## [Supplied text]
But what reminded me of Salinger’s timeless stories and
nouvellas was the relationship between David and his sister
Rose. Like Zooey trying to talk Fanny out of her nervous
breakdown, David lives in anticipation of Rose’s next step
toward madness. When Rose takes to phoning David before
daybreak every night, I fully expected him to say to her,
as one of the Glass children once did, “Keep me up till
three in the morning because all your stars are out and for
no other reason.”
Bailey’s omniscient narrator turns on a dime. He writes
very convincingly from the point of view of all his
characters, bringing us close in on Catrina collapsed into
sobs against the steering wheel of her Buick Electra in a
mall parking lot, or Jayne in exhilaration standing upon
the back seat of her boy friend’s motorcycle at a biker’s
rally. But while he handles the women—both as girls and
adults—more than credibly, it’s apparent that his primary
empathy lies with young David.

## [The task]
Pick up the review above after its last sentence and keep it going in the same voice.

## [Recorded data]
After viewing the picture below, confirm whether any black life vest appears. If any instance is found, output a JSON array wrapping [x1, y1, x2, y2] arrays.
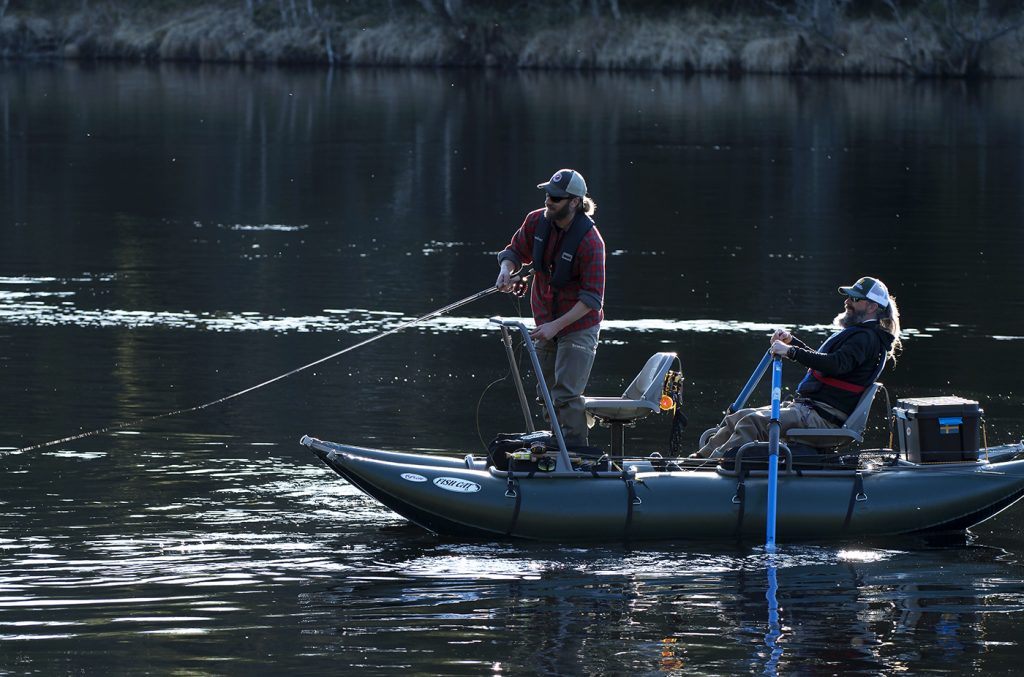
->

## [Solved exercise]
David is a very Baudrillardian hero, literally connected to
reality only through its image. From his Kodak Brownie
Bulls-Eye to the sophisticated 35mm Canon that winds up
being smashed against a window grate, his lens is both his
eyes and his soul:
“He found the camera added a certain richness to seeing the
world: the split image in the range finder, the focus, the
blown-up enlargements. With a camera he could see things
that didn’t appear to him in any other way. And, of course,
it helped him remember. The pictures remembered the truth,
the exact way life happened without the soft filters of
nostalgia and hope blurring the hard edges of reality. The
facts of Rose’s punctured hand and Brad’s dead body
stretched on the basement floor.”
Of course David discovers that even the objective “truth”
of photographs can be manipulated, and, in learning to
manipulate that truth himself, he arrives at a disquieting
maturity. It adds a great deal to the complexity of this
coming-of-age novel that is played against a backdrop of
the social and moral upheaval of the sixties, and that the
Sykeses pick up and move their family turmoil from Toronto
to the churn of Manhattan.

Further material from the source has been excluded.